» **EXTRAIT DU DOCUMENT**
La langue anglaise a aussi cette saveur particulière qui en fait un intermédiaire bienvenu entre le latin et le français. Edwin Curley rend par exemple la dernière phrase du dernier scolie de l'Éthique dans une introduction par: All things excellent are as difficult as they are rare.

Éth. V P42, S

B. Pautrat: Et il faut bien sûr que l'on trouve difficile ce que l'on trouve rarement.

R. Misrahi: Et cela certes doit être ardu qu'on atteint si rarement.

E. Curley: And of course, what is found so rare must be hard.

Silverthorne & Kisner: But all noble things are as difficult as they are rare.


Dans le même scolie, All things excellent are as difficult as they are rare.

B. Pautrat: Tout ce qui est remarquable est difficile autant que rare.

R. Misrahi: Mais tout ce qui est précieux est aussi difficile que rare.

L. Meillet: Mais tout ce qui est beau est difficile autant que rare.

Le terme latin: PRAECLARA. Le dictionnaire de F. Gaffiot livre deux sens:

  1. très clair, lumineux, brillant, étincelant
  2. fig. brillant, remarquable, supérieur, excellent, etc. (l'etc. est de Gaffiot !)

Le champ sémantique de ce mot latin semble à tout le moins fort étendu pour les différents traducteurs...

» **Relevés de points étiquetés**
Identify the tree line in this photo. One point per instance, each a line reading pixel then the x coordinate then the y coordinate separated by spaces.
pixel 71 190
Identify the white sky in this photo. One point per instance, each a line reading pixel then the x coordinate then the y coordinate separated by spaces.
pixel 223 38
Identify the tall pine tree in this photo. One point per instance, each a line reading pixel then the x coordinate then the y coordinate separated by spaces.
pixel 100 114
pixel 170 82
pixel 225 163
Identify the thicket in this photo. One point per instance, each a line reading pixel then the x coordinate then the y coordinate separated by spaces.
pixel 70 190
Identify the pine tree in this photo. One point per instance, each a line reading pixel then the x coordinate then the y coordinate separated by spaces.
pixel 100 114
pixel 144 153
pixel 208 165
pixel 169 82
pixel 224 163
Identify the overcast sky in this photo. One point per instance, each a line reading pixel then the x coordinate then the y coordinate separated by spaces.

» **DÉTAIL DE L'EXERCICE**
Recopiez le passage sur les traductions de l'Éthique en partant de « L. Meillet: Mais » et en finissant par « les différents traducteurs... », mais renommez « traducteurs » en « interprètes ». Ce matériel ne joue ici aucun rôle.

» **CORRIGÉ DE L'EXERCICE**
L. Meillet: Mais tout ce qui est beau est difficile autant que rare.

Le terme latin: PRAECLARA. Le dictionnaire de F. Gaffiot livre deux sens:

  1. très clair, lumineux, brillant, étincelant
  2. fig. brillant, remarquable, supérieur, excellent, etc. (l'etc. est de Gaffiot !)

Le champ sémantique de ce mot latin semble à tout le moins fort étendu pour les différents interprètes...